[Record set]
=-=-=

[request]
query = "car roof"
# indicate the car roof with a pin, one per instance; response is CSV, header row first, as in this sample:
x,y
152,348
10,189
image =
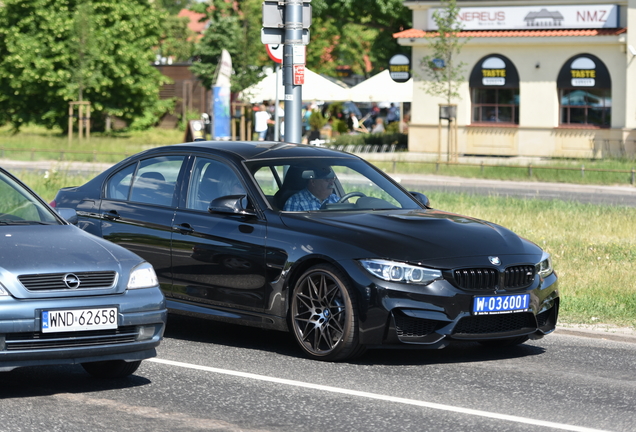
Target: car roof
x,y
255,150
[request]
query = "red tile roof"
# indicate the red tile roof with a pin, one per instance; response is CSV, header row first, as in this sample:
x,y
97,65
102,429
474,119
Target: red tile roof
x,y
414,33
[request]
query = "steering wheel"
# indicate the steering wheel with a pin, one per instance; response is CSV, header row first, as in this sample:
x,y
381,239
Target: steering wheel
x,y
350,195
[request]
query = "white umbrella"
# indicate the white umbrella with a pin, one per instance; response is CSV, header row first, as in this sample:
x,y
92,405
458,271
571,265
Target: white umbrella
x,y
315,87
381,88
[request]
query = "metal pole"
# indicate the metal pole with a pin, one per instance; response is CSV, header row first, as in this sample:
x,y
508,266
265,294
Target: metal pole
x,y
293,93
276,116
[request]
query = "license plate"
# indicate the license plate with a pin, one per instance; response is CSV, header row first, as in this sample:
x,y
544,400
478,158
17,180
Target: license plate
x,y
79,320
501,304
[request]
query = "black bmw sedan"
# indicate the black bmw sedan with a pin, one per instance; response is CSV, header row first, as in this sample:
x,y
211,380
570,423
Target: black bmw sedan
x,y
317,242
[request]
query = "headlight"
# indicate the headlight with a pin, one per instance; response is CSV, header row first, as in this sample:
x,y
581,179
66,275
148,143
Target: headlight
x,y
544,268
399,272
142,276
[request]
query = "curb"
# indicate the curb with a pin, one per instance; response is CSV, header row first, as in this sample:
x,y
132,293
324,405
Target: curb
x,y
608,333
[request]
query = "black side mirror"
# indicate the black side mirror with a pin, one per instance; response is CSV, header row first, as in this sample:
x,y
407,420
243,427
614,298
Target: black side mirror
x,y
68,214
231,204
423,199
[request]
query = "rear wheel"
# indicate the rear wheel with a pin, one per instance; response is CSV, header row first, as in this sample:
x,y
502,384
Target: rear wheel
x,y
111,368
324,315
503,343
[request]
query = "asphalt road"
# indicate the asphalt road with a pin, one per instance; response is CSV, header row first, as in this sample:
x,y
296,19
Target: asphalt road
x,y
602,195
213,376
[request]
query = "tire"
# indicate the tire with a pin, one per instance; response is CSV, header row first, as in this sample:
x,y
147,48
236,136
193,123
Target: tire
x,y
324,315
111,368
503,343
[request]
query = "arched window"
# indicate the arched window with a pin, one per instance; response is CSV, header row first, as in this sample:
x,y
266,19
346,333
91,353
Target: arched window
x,y
585,92
494,91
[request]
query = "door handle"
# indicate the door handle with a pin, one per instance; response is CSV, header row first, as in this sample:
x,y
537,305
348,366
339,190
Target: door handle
x,y
111,215
183,228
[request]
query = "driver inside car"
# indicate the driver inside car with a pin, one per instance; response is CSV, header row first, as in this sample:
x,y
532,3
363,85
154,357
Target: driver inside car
x,y
318,192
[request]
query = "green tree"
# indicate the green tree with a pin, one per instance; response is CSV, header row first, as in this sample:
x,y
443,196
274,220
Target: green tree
x,y
238,31
360,34
441,66
177,40
47,59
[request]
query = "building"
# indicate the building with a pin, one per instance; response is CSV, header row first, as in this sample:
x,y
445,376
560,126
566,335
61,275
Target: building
x,y
547,78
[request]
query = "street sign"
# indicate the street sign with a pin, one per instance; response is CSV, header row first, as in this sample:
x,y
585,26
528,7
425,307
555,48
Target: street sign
x,y
299,74
400,68
277,36
275,52
274,14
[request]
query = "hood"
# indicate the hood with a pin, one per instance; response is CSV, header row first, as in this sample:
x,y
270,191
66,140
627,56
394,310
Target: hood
x,y
415,236
28,249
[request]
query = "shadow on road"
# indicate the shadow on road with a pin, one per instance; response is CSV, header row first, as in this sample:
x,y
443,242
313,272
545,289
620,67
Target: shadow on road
x,y
51,380
237,336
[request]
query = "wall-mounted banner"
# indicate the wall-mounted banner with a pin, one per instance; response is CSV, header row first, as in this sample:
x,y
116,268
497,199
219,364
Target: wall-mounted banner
x,y
494,70
534,17
584,70
400,68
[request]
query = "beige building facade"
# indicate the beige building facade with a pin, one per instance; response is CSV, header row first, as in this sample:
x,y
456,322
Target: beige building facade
x,y
543,78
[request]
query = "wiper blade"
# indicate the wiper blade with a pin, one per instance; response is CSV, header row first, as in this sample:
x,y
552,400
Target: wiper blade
x,y
22,222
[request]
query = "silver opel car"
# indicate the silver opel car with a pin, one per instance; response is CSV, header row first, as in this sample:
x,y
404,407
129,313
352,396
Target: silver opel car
x,y
68,297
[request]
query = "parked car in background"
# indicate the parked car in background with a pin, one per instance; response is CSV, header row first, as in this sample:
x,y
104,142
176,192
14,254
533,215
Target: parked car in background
x,y
235,235
67,296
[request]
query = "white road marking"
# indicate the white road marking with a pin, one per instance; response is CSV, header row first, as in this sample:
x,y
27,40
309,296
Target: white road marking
x,y
375,396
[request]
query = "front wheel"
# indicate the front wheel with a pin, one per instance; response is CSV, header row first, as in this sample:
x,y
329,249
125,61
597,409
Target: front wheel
x,y
111,368
324,315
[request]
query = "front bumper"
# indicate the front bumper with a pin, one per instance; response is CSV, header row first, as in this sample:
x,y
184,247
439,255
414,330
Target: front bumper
x,y
139,331
432,316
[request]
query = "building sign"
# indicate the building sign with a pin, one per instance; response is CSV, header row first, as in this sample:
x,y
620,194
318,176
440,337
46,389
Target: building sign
x,y
584,71
534,17
494,71
400,68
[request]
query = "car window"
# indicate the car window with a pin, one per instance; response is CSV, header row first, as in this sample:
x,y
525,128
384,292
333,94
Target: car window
x,y
19,205
118,186
151,181
211,179
352,184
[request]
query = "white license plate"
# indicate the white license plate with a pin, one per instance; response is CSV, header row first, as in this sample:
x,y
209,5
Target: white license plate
x,y
501,304
79,320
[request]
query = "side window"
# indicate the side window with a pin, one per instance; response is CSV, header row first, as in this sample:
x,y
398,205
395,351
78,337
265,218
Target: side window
x,y
118,186
210,180
155,180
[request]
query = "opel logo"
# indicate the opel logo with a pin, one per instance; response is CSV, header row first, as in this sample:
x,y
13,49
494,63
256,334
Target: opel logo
x,y
71,281
494,260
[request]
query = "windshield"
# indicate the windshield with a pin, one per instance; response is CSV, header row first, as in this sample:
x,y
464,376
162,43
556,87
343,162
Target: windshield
x,y
327,184
18,206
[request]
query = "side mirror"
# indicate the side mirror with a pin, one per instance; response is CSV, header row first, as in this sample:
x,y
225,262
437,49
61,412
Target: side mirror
x,y
231,204
423,199
68,214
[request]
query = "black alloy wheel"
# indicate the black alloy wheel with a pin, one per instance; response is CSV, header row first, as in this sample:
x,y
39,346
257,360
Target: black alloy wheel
x,y
323,315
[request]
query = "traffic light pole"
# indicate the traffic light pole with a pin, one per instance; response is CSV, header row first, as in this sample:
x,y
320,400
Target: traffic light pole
x,y
293,45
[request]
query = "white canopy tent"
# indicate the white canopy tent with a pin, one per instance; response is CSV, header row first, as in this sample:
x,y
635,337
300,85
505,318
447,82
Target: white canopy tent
x,y
381,88
316,87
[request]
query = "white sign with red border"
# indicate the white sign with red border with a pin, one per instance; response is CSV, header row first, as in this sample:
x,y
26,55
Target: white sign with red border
x,y
275,52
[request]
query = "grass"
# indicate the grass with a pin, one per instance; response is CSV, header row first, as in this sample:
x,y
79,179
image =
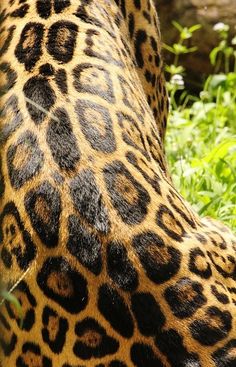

=-=-=

[Goal of the exercise] Look through the material above for the string "grass" and copy each line that has it.

[Answer]
query = "grass"
# indicate the grass with a pin, one per instance; response is CSV, header row first, as in this sample:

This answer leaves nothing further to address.